● Task description
Can you write the next part of the introduction on audio watermarking, picking up right after its last sentence?

● Excerpted text
--- Begin ---
Subject terms: Electrical and electronic engineering, Mathematics and computing

Introduction

Recently, information security has received considerable attention due to the appearance of serious problems with multimedia data, such as illegal distribution, copying, authentication, and editing. Among the techniques followed to avoid these problems, digital watermarking is a technology used to ensure law enforcement and copyright protection of multimedia data. Digital watermarking methods secure multimedia data by embedding copyright information (known as a watermark) imperceptibly and securely into the host in a way that resists any possible manipulation, whether intentional or unintentional, that attempts to delete or damage the watermark.

Several watermarking methods for audio signal protection have been published in the literature, which can be mainly classified into two categories: time domain methods and transform domain methods. The methods in the first category^{1, 2} are the simplest; they embed the watermark by directly modifying the host signal samples. However, these methods are generally not very robust to various common signal processing manipulations. In contrast, the second category methods are more robust by embedding the watermark into transform coefficients; examples include the discrete wavelet transform (DWT)^3–5, discrete cosine transform (DCT)⁶, singular value decomposition (SVD)⁷, and lifting wavelet transform (LWT)⁸. Moreover, to improve the performance, hybrid audio watermarking methods have been proposed that adopt two transforms, such as DWT-DCT⁹, DWT-DTMT¹⁰, and DWT-SVD¹¹.
--- End ---
● Data listing
--- Begin ---
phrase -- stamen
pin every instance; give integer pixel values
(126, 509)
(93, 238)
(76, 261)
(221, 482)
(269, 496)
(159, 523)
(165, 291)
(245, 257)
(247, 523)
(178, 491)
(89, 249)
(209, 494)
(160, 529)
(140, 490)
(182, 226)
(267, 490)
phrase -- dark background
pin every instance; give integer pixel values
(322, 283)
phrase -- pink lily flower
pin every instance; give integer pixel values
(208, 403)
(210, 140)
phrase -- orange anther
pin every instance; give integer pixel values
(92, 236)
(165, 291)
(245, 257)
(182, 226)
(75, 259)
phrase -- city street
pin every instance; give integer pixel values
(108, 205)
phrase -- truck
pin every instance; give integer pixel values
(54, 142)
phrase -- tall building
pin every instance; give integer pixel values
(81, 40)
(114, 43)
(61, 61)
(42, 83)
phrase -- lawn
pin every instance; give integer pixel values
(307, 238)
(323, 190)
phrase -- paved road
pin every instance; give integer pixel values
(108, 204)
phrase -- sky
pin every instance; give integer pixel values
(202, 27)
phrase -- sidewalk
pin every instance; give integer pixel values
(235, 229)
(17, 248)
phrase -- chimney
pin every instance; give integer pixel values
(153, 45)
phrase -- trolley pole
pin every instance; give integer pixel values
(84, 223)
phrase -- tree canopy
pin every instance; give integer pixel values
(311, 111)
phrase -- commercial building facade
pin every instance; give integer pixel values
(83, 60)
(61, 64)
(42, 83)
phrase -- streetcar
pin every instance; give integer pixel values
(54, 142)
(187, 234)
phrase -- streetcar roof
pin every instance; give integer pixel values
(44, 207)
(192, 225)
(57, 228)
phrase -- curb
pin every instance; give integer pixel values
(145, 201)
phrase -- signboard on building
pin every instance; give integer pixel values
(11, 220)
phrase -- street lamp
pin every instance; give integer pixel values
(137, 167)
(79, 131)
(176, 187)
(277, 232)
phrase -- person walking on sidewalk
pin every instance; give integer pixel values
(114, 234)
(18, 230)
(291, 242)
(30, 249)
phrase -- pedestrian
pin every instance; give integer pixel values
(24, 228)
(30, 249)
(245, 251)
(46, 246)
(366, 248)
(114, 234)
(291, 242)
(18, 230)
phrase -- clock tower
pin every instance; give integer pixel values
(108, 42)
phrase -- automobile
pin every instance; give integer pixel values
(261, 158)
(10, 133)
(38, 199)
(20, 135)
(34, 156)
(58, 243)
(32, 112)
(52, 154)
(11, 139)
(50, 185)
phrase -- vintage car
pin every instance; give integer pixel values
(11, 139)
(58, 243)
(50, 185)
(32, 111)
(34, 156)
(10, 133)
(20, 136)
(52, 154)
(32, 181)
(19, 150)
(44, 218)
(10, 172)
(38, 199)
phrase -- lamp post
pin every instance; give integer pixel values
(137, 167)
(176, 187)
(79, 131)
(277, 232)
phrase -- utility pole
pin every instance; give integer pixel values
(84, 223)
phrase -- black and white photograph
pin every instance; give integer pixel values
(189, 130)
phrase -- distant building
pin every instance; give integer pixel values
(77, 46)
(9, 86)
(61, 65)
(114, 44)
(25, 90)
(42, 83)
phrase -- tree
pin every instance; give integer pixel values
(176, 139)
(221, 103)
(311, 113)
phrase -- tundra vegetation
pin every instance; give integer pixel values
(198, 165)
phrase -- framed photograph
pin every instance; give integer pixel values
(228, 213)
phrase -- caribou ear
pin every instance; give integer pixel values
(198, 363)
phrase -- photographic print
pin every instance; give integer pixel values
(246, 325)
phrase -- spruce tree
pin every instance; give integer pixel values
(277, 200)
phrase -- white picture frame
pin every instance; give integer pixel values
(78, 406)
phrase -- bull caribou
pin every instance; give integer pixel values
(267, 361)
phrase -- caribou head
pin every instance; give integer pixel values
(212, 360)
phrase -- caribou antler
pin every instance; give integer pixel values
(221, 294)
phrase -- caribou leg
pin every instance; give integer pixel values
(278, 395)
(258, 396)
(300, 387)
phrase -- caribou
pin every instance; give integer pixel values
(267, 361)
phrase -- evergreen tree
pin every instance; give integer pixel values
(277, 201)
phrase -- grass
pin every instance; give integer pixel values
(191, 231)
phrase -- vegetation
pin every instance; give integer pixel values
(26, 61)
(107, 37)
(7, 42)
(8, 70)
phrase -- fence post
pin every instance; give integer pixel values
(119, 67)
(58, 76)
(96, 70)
--- End ---
● Task answer
The main limitations of the existing audio watermarking systems are low robustness, in particular to shifting modification, and high computation cost, especially for long-duration audio.

Several methods address the first limitation that can be overcome by using a synchronization code strategy^12–18. With this strategy, synchronization codes are also embedded together with a watermark into the host audio signal to determine the positions of the modified samples of the audio signal. In the watermark extraction process, these synchronization codes are firstly found, and then the watermark bits that follow the synchronization code can be extracted. Without using a synchronization code strategy, we proposed in¹⁹ a hybrid approach robust to attacks, including shifting attacks, based on the Dual Tree Complex Wavelet Transform (DTCWT) and the Fractional Charlier Transform (FrCT). We embedded the watermark in the host signal by manipulating the coefficients resulting from the application of the DTCWT and FrCT, respectively.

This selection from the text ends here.